Data for analysis section start

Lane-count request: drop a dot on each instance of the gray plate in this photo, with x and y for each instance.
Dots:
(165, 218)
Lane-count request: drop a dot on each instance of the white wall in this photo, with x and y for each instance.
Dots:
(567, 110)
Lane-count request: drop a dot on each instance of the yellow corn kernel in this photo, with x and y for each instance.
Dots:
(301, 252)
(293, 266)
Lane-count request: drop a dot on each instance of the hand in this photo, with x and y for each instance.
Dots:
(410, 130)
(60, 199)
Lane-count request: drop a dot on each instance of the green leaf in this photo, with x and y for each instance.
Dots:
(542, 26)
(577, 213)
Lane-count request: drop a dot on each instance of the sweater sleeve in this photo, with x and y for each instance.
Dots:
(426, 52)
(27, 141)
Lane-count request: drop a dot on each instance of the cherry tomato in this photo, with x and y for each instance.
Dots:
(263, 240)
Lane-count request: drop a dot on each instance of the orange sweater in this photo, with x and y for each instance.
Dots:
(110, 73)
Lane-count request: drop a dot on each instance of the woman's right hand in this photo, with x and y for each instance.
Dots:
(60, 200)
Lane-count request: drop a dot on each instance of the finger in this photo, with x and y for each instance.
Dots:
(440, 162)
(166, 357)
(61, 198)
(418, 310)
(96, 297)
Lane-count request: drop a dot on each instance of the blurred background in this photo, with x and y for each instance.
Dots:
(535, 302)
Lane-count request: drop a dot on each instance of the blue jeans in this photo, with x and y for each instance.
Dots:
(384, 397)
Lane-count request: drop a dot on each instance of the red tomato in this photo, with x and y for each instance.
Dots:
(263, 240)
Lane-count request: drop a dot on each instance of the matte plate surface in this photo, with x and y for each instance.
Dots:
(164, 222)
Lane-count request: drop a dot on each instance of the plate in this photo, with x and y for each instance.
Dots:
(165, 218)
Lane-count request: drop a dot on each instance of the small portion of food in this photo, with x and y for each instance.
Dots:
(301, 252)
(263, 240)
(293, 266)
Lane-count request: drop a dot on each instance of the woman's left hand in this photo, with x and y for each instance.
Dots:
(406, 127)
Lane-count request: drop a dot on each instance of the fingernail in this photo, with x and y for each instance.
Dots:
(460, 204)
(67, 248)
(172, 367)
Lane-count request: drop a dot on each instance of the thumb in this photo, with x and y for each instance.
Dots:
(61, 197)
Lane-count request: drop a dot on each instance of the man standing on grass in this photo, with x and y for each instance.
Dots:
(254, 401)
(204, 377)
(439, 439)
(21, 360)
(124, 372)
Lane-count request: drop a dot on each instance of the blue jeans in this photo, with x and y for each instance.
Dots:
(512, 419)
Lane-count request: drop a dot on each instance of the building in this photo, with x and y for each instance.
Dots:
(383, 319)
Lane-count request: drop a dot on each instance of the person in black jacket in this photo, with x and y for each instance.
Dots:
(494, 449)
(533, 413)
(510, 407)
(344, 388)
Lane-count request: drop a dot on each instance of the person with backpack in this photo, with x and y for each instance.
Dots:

Data for analysis section end
Data for analysis section start

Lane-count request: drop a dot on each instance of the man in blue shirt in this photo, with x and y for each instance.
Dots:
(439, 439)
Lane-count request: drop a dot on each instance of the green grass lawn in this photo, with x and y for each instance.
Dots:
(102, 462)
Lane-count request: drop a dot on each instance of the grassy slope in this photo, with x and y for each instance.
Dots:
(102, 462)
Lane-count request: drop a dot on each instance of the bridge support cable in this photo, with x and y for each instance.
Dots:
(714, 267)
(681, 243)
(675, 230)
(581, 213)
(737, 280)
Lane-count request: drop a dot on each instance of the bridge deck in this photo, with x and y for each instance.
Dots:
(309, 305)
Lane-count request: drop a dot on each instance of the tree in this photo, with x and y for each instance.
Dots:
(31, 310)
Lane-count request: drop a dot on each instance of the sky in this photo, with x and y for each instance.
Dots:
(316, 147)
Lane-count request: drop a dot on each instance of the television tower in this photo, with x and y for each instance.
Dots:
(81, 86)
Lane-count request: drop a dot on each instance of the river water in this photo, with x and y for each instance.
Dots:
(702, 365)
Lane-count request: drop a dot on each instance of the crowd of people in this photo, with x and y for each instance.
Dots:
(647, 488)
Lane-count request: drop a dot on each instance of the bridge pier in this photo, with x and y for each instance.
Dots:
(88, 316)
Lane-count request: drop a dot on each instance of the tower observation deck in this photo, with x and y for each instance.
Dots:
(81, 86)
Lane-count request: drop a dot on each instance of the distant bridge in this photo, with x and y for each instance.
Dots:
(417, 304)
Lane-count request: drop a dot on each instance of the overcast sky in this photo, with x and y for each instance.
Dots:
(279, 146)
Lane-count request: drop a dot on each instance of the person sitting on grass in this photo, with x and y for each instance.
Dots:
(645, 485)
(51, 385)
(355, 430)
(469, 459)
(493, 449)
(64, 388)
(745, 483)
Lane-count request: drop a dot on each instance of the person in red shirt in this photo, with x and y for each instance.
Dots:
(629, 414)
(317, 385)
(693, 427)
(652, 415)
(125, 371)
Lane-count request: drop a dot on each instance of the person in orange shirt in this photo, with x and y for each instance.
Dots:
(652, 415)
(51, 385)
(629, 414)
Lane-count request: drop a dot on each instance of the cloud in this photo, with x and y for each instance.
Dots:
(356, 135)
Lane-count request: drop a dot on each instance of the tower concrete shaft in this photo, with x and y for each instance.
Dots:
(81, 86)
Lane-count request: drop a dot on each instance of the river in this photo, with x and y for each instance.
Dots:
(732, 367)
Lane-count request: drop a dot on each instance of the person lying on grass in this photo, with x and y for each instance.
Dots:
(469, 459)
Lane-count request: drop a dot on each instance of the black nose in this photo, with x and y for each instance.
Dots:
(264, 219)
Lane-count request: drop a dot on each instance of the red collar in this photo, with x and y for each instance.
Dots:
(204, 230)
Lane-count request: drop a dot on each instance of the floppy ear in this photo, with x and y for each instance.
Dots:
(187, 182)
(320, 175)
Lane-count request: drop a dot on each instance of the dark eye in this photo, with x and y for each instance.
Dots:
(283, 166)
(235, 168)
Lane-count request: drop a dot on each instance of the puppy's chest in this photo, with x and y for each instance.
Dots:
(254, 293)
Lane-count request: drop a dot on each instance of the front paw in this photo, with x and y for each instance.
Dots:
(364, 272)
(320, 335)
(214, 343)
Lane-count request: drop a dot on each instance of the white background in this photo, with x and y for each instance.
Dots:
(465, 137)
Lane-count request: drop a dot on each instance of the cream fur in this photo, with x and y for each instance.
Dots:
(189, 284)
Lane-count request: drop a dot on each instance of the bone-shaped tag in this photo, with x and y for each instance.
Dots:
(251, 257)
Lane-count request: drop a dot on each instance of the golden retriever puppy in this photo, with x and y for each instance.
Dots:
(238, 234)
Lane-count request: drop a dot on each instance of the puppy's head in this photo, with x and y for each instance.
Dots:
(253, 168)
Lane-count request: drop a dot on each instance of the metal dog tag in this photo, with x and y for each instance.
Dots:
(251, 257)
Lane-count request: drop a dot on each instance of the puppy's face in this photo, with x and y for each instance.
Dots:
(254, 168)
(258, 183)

Data for analysis section end

◆ **Exercise directions**: Among the lines of the data, find every one that holds "woman" and copy it.

◆ **Final answer**:
Lane-count request: drop a dot on each instance of the woman's right hand in this photo, with x and y for each instance.
Lane-count request: drop a dot on each instance of the woman's left hand in this photo, with x and y for each instance.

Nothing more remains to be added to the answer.